# [Using the information]
[1] Using the third-quarter fiscal 2022 results excerpt, decide whether each statement agrees with it. Answer yes or no for (a), (b) and (c), and quote the words that settle each one. (a) The rise in operating cash flow came mainly from higher earnings and improved working capital. (b) Capital expenditures in the third quarter of fiscal year 2022 were lower than in the same quarter a year earlier. (c) The contingent liability released this quarter had been set up when the Latrobe business was acquired in fiscal year 2012.
[2] According to the third-quarter fiscal 2022 results excerpt, why was the $4.7 million non-cash benefit recognized? Answer in one to three sentences.

Operating income for the third quarter of fiscal year 2022 was $1.1 million compared to operating loss of $40.0 million in the prior year period. Adjusted operating loss excluding special items was $1.6 million in the current quarter compared to adjusted operating loss of $29.7 million in same quarter a year ago. The improvement in operating results is primarily the result of higher sales partially offset by the ongoing inflationary cost pressures on critical operating supplies and freight-related costs.

The special items in the current quarter include $2.0 million of COVID-19 costs, offset by a non-cash benefit of $4.7 million from the release of a historical acquisition-related contingent liability. The COVID-19 costs consist of direct incremental operating costs including outside services to execute enhanced cleaning protocols, additional personal protective equipment, isolation pay for production employees potentially exposed to COVID-19 and various operating supplies necessary to maintain the operations while keeping employees safe against possible exposure in the Company’s facilities. The benefit recognized was from the release of a contingent liability established upon the acquisition of the Latrobe business in fiscal year 2012 for which the time period expired. Special items in the prior year quarter included COVID-19 related costs, non-cash inventory write-downs and restructuring and asset impairment charges.

Cash provided from operating activities in the third quarter of fiscal year 2022 was $35.3 million compared to cash provided from operating activities of $3.8 million in the same quarter last year. Free cash flow in the third quarter of fiscal year 2022 was $0.4 million, compared to negative $24.5 million in the same quarter last year. The increase in operating cash flow and free cash flow is primarily due to higher earnings and improved working capital levels, partially offset by increased capital expenditures in the current year quarter compared to the prior year period. Capital expenditures in the third quarter of fiscal year 2022 were $25.1 million, compared to $18.6 million in the same quarter last year.

Total liquidity, including cash and available revolver balance, was $688.1 million at the end of the third quarter of fiscal year 2022. This consisted of $393.9 million of cash and $294.2 million of available borrowing under the Company’s credit facility. Total liquidity includes cash from proceeds of our offering and sale of $300.0 million of senior notes completed in March 2022. These proceeds were used in April 2022 to repay in full $300.0 million in principal of senior unsecured notes due March 2023, including interest and premium due thereon.

[Referring expression grounding data]
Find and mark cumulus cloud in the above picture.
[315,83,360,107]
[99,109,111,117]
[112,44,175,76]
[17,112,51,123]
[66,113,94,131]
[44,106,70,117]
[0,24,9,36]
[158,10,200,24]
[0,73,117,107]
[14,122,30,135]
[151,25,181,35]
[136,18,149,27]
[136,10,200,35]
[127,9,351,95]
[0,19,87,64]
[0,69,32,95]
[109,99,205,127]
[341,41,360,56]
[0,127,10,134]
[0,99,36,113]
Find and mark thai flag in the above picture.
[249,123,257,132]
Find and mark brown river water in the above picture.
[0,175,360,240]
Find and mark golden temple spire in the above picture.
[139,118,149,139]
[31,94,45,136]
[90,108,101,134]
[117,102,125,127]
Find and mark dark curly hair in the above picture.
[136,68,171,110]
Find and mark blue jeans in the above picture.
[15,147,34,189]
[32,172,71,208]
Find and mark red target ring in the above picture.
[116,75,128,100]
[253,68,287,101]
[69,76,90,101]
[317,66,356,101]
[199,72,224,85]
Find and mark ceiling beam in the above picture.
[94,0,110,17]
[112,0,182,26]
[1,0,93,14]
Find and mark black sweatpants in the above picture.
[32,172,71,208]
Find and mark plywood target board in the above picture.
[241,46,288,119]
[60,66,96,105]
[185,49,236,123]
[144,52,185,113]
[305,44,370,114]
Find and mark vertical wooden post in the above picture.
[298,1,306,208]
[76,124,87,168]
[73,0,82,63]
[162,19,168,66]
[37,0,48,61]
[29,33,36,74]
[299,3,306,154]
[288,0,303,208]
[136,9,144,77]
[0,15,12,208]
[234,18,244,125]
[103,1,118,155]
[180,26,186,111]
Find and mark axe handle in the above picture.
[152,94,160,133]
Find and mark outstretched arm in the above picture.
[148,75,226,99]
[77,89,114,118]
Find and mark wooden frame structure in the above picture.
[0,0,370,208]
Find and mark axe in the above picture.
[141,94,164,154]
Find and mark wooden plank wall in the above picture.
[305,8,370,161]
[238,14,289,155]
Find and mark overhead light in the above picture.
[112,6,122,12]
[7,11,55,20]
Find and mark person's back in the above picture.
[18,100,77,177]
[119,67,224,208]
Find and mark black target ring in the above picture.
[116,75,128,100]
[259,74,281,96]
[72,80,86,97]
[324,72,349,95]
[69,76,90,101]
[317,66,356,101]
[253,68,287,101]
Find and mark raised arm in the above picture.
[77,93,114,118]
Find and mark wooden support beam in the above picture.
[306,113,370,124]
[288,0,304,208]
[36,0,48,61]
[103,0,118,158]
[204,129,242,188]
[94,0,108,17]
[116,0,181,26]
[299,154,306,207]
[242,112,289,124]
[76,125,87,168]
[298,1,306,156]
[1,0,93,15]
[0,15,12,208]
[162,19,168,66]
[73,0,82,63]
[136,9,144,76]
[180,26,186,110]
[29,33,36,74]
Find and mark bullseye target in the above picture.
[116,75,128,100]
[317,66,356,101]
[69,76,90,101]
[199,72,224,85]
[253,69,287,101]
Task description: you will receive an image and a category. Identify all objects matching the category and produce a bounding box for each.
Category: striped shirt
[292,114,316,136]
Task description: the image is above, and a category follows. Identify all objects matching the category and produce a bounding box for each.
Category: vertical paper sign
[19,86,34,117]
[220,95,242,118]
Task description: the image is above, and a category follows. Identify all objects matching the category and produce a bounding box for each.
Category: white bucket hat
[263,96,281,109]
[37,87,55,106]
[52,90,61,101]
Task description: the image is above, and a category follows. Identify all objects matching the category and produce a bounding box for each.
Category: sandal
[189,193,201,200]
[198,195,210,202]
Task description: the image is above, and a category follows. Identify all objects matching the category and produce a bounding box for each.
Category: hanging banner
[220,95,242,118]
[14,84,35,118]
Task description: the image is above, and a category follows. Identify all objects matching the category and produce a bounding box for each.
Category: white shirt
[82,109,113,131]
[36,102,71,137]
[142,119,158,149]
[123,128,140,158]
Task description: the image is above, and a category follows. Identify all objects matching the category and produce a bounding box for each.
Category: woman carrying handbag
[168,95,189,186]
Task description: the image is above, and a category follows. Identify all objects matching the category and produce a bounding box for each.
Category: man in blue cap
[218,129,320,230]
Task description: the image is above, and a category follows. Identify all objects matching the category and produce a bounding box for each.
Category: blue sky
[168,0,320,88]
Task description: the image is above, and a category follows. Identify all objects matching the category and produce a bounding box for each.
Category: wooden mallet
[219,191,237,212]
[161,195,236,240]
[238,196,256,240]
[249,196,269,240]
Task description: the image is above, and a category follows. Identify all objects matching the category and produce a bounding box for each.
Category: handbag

# [Your responses]
[1]
(a) Yes: "primarily due to higher earnings and improved working capital levels"
(b) No: "Capital expenditures in the third quarter of fiscal year 2022 were $25.1 million, compared to $18.6 million in the same quarter last year."
(c) Yes: "a contingent liability established upon the acquisition of the Latrobe business in fiscal year 2012"

[2] The benefit came from releasing a contingent liability that was established when the Latrobe business was acquired in fiscal year 2012. The liability was released because its time period had expired.